[start of Record excerpts]

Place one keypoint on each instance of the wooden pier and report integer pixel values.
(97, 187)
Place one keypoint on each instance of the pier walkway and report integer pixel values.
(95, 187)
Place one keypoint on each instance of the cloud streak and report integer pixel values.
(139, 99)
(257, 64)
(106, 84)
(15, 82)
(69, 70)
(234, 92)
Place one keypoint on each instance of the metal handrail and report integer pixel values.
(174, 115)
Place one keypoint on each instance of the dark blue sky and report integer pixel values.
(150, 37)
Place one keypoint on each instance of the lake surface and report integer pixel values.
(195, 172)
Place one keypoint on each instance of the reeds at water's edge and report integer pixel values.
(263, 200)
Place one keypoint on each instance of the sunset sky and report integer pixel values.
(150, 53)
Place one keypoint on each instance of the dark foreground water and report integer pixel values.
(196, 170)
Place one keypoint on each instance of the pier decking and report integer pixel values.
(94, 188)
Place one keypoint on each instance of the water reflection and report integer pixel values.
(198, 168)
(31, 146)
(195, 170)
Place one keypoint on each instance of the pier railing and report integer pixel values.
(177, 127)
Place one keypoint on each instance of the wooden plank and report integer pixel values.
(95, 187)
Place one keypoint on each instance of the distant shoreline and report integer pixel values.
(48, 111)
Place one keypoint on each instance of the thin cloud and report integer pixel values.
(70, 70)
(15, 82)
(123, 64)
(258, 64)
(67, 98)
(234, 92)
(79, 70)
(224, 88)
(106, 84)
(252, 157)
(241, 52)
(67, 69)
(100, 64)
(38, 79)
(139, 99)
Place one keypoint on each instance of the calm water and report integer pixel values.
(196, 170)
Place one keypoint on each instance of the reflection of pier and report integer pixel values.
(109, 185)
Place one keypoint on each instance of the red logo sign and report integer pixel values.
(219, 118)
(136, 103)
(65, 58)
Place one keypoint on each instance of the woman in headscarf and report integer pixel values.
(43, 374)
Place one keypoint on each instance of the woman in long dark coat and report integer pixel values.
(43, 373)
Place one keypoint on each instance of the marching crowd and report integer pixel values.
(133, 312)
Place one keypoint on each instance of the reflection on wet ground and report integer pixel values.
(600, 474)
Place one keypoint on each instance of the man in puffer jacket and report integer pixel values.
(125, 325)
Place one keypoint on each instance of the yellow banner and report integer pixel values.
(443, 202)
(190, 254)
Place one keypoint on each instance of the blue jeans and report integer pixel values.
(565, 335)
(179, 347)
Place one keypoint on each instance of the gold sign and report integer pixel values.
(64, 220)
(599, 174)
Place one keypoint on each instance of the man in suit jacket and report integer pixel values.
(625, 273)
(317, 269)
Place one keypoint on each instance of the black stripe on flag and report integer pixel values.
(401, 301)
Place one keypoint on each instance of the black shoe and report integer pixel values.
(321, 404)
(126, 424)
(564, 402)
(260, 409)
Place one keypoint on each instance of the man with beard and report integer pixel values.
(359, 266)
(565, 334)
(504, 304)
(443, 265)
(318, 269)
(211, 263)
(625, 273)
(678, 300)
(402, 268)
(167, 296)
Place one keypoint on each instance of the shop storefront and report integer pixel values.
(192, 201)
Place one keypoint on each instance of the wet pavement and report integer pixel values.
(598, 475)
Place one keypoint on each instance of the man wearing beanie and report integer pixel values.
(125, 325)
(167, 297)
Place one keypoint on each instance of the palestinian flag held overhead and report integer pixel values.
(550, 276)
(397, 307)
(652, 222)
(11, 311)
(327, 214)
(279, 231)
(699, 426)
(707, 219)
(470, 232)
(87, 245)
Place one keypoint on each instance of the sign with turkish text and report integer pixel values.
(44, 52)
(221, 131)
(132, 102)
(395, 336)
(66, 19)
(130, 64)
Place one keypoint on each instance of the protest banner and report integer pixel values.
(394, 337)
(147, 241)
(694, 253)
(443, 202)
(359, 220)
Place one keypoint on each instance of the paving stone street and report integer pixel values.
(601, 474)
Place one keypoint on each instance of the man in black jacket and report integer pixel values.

[end of Record excerpts]

[Set problem] Reproduce the entire listing above verbatim, line for line, without altering, omitting, or adding anything.

[Written answer]
Place one keypoint on each instance of the wooden pier and report integer pixel values.
(97, 187)
Place one keypoint on each instance of the pier walkway and report integer pixel values.
(95, 187)
Place one keypoint on each instance of the cloud streak and report integer pixel values.
(139, 99)
(257, 64)
(106, 84)
(15, 82)
(69, 70)
(234, 92)
Place one keypoint on each instance of the metal handrail and report integer pixel values.
(174, 115)
Place one keypoint on each instance of the dark blue sky and report integer pixel values.
(150, 37)
Place one keypoint on each instance of the lake surface and report integer pixel values.
(195, 172)
Place one keypoint on each instance of the reeds at water's edge and report integer pixel values.
(263, 200)
Place one keypoint on each instance of the sunset sky and report integer pixel values.
(150, 53)
Place one keypoint on each instance of the dark foreground water and report integer pixel values.
(196, 170)
Place one keypoint on each instance of the pier decking and report integer pixel values.
(94, 188)
Place one keypoint on each instance of the water reflection and report integer pixel values.
(198, 168)
(31, 146)
(195, 170)
Place one keypoint on each instance of the pier railing and report integer pixel values.
(177, 127)
Place one keypoint on each instance of the wooden plank and report integer pixel values.
(95, 187)
Place one keypoint on each instance of the distant shoreline and report integer pixel values.
(48, 111)
Place one keypoint on each instance of the thin cloud and report integer pixel values.
(70, 70)
(15, 82)
(123, 64)
(258, 64)
(67, 98)
(234, 92)
(79, 70)
(224, 88)
(106, 84)
(252, 157)
(241, 52)
(67, 69)
(100, 64)
(38, 79)
(139, 99)
Place one keypoint on each instance of the calm water and report integer pixel values.
(196, 170)
Place one keypoint on each instance of the reflection of pier and report integer pixel values.
(109, 185)
Place one keypoint on each instance of the red logo sign and report integer pixel values.
(219, 118)
(136, 103)
(65, 58)
Place one keypoint on each instance of the woman in headscarf and report integer pixel values.
(43, 374)
Place one keypoint on each instance of the woman in long dark coat and report integer pixel values.
(43, 373)
Place one keypoint on each instance of the marching crowd and report integer pixel values.
(133, 312)
Place one keypoint on each instance of the reflection on wet ground and report integer pixel values.
(600, 474)
Place one keypoint on each instance of the man in puffer jacket and report integer pixel values.
(125, 325)
Place one keypoint on each instance of the yellow banner and report integer pixel values.
(443, 202)
(190, 254)
Place one keypoint on each instance of the blue jeans and report integer pixel values.
(565, 335)
(179, 347)
Place one keypoint on each instance of the gold sign and report integer pixel values.
(64, 220)
(599, 174)
Place one keypoint on each instance of the man in suit jacket and report integer pixel values.
(625, 273)
(317, 269)
Place one keypoint on each instance of the black stripe on flag and report integer pixel values.
(401, 301)
Place one keypoint on each instance of the black shoe and report integer pixel values.
(321, 404)
(126, 424)
(564, 402)
(260, 409)
Place one keypoint on each instance of the man with beard and report integer pixel values.
(359, 266)
(565, 334)
(504, 304)
(443, 265)
(318, 269)
(211, 263)
(625, 273)
(678, 300)
(402, 268)
(167, 296)
Place one keypoint on each instance of the shop storefront and report integer pixel values.
(192, 201)
Place one keypoint on each instance of the wet pavement and report integer pixel values.
(598, 475)
Place one keypoint on each instance of the man wearing beanie and report integer pixel values.
(125, 325)
(167, 297)
Place one keypoint on each instance of the palestinian flag held overhead and report integer pixel values.
(550, 276)
(397, 307)
(652, 222)
(11, 311)
(327, 214)
(279, 231)
(699, 426)
(707, 219)
(470, 232)
(87, 245)
Place one keypoint on each instance of the sign with turkish text and report integer pixel values.
(44, 52)
(221, 131)
(132, 102)
(395, 336)
(66, 19)
(130, 64)
Place one keypoint on each instance of the protest banner and report integer pixel values.
(394, 337)
(147, 241)
(694, 253)
(443, 202)
(359, 220)
Place one keypoint on each instance of the paving stone street and report integer pixel values.
(601, 474)
Place one keypoint on each instance of the man in black jacket and report integer pixel values.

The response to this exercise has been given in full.